-------- Selected passage --------

He didn't make any conclusions, he just said this is what I saw. A couple people asked him. Obviously, they said that he told the police, he told the FBI, but he wasn't called or referenced in the Warren Commission, which is just that, right off the bat. It's like there's an inconsistency. Maybe he misheard, Maybe he missaw, maybe the smoke that he saw was something else. It's like there's an inconsistency. Maybe he misheard, maybe he missaw, maybe the smoke that he saw was something else. It's very possible. But you think they would at least like hey, we looked into this aspect and we found out it was a kid with firecrackers or it was somebody who was smoking a cigarette and that's why you saw a puff of smoke.

Speaker 2:

Exactly at the same time, jfk was shot Right, and the people you were with all saw the same thing because you all went over there to look Right. So none of those people were interviewed by the Warren Commission. Yeah, so this is just one aspect, right, so if you had a trial and this person wasn't called, that would be you could have a mistrial.

Speaker 1:

Right. Right, because if you were doing a criminal trial, reasonable doubt. So if, let's say, lee Harvey Oswald was the one on trial and you're trying to prove that he shot from the book depository and that was it, he was the one guy that did it. And now all of a sudden you have this guy come in and say well, I, I saw, like all of a sudden like you're introducing potentially reasonable doubt.

Speaker 2:

Yeah, so I and um, I think, if you look at it from that angle which I tried to, that, if you look at the evidence um, some of it we're going to talk about today right, if you had this at a criminal trial which is what would have happened eventually if Oswald wasn't killed right, you'd have had a trial. And if you had a trial with all the facts, just that, maybe that we're going to talk about today, it would be hard to find that he would be found guilty, right, because there is a lot of reasonable doubt. I'm not saying he didn't do it Right, I'm just saying that there's a lot of evidence that either he didn't do it or he didn't do it by himself.

Speaker 1:

I don't think there's much evidence that he didn't have anything to do with it Otherwise, because then the question would come up well, what exactly were you doing in that building, but with a rifle?

Speaker 2:

Well, that's the question. So there is some evidence just on the rifle, whether or not he actually had it.

Speaker 1:

That's right, because he never really they never really got much out of him.

Speaker 2:

No one saw him walking in with anything that would resemble. Some people placed him that he was walking in with some long thing, right, right, but most people say, no, we didn't see him with anything. Nothing, because that would cause that would actually you walk in with some long thing that usually just work at a book place, right, this was like a like a kind of a middle place or the distribution for school books, right, really what it was right what did he do there?

-------- Data entries --------

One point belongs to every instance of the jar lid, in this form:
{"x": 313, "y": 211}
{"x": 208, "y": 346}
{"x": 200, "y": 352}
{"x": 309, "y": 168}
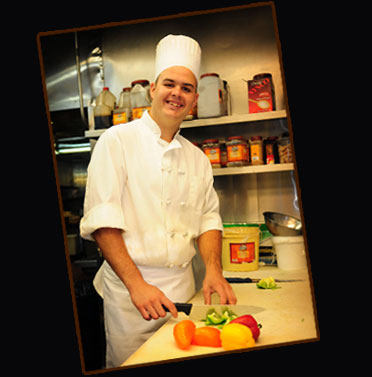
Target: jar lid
{"x": 253, "y": 138}
{"x": 209, "y": 74}
{"x": 141, "y": 82}
{"x": 231, "y": 225}
{"x": 262, "y": 76}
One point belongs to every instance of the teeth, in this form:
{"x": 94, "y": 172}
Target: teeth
{"x": 174, "y": 104}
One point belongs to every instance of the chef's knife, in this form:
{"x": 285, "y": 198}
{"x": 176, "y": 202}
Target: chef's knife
{"x": 249, "y": 280}
{"x": 199, "y": 312}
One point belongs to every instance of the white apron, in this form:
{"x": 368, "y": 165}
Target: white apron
{"x": 125, "y": 328}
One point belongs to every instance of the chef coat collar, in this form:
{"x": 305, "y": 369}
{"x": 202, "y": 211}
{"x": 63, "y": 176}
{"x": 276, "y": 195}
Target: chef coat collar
{"x": 155, "y": 129}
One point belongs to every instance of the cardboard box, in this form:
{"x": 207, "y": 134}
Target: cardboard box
{"x": 261, "y": 94}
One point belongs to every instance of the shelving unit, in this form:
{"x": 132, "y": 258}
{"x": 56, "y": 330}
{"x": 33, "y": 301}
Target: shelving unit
{"x": 253, "y": 169}
{"x": 230, "y": 119}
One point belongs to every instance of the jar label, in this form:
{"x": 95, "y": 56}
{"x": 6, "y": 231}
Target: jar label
{"x": 236, "y": 153}
{"x": 242, "y": 252}
{"x": 213, "y": 155}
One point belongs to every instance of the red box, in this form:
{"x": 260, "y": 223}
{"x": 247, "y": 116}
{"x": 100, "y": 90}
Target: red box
{"x": 261, "y": 94}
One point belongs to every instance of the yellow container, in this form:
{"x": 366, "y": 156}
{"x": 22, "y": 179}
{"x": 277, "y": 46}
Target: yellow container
{"x": 240, "y": 247}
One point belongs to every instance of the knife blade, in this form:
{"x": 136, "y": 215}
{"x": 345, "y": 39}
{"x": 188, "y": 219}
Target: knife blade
{"x": 199, "y": 312}
{"x": 249, "y": 280}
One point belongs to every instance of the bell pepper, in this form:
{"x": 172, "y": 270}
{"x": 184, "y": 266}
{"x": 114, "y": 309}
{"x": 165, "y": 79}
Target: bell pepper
{"x": 235, "y": 336}
{"x": 183, "y": 333}
{"x": 207, "y": 336}
{"x": 249, "y": 321}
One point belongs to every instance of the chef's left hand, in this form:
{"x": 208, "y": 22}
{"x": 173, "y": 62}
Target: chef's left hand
{"x": 215, "y": 282}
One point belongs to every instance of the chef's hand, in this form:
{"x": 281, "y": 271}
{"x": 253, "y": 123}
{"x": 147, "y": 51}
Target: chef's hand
{"x": 215, "y": 282}
{"x": 149, "y": 299}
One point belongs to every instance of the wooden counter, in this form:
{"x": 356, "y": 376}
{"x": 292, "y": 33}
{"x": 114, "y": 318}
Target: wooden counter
{"x": 286, "y": 315}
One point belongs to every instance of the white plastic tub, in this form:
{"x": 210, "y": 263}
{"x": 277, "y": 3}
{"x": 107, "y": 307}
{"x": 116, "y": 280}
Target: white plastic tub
{"x": 290, "y": 252}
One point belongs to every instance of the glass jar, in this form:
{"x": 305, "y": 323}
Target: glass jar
{"x": 284, "y": 149}
{"x": 256, "y": 150}
{"x": 211, "y": 148}
{"x": 271, "y": 150}
{"x": 237, "y": 151}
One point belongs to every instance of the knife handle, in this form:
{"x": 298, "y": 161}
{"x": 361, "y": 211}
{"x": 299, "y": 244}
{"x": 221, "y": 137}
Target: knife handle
{"x": 181, "y": 307}
{"x": 239, "y": 280}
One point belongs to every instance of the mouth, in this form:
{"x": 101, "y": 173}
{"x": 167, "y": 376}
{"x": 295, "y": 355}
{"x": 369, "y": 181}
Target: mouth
{"x": 175, "y": 105}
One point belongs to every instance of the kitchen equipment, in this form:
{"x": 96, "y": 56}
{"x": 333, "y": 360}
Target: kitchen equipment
{"x": 280, "y": 224}
{"x": 199, "y": 312}
{"x": 234, "y": 280}
{"x": 240, "y": 246}
{"x": 290, "y": 252}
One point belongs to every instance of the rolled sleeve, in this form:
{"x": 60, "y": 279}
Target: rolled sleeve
{"x": 211, "y": 219}
{"x": 104, "y": 215}
{"x": 105, "y": 187}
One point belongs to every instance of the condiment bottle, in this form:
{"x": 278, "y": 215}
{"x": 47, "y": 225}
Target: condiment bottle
{"x": 237, "y": 151}
{"x": 211, "y": 148}
{"x": 256, "y": 150}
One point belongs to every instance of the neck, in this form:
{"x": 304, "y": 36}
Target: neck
{"x": 168, "y": 127}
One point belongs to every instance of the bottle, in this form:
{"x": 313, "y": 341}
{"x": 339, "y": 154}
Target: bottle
{"x": 256, "y": 150}
{"x": 140, "y": 97}
{"x": 105, "y": 105}
{"x": 123, "y": 113}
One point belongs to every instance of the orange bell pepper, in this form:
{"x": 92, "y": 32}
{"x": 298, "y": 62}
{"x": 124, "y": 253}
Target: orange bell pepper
{"x": 235, "y": 336}
{"x": 207, "y": 336}
{"x": 183, "y": 333}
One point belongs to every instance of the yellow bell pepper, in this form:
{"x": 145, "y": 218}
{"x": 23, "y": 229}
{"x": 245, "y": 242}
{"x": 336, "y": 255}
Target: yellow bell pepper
{"x": 235, "y": 335}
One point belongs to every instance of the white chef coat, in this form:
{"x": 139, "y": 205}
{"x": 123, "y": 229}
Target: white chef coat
{"x": 161, "y": 195}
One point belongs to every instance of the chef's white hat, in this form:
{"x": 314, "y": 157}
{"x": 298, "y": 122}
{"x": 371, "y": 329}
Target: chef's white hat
{"x": 177, "y": 50}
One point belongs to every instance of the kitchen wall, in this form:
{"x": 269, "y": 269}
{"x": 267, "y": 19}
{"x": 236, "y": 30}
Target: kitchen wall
{"x": 236, "y": 44}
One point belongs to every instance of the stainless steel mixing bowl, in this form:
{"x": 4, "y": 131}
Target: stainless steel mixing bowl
{"x": 283, "y": 225}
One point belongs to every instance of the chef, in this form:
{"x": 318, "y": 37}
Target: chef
{"x": 149, "y": 200}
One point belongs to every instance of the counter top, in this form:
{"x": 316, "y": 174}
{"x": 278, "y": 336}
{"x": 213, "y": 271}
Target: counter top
{"x": 286, "y": 315}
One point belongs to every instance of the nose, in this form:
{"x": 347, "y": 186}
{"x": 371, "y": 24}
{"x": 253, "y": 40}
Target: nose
{"x": 176, "y": 92}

--------

* Challenge A *
In the JFK transcript, what did most people say about seeing Oswald walk into the building?
* Challenge B *
Carry on the JFK transcript from its last sentence.

* Final answer A *
They said they didn't see him carrying anything.

* Final answer B *
Speaker 1:

no huh, what did he do there? Do you know what he, what his job was?

Speaker 2:

he worked there he did work there and I don't I am not positive. I believe it was kind of in the like shipping receiving kind of D clerk kind of stuff Okay. Yeah, he was. It wasn't a high level job.

Speaker 1:

That's the, the part of the that. You know, what makes it a dead end is the fact that he was caught and then, and then, like two days after transferring him, oh yeah, you know, he gets killed and then. That's all your all the answers to most of your questions have just gone away. Uh, you know, and that's another whole direction to go down, is the jack ruby thing of like, why did suddenly this guy just decide he was so incensed about this guy potentially killing kennedy? He decided to vigilante justice you know.

Speaker 2:

so this is out of character, right? So I mean we could talk about how did he even get into the police station, right, there's a lot there.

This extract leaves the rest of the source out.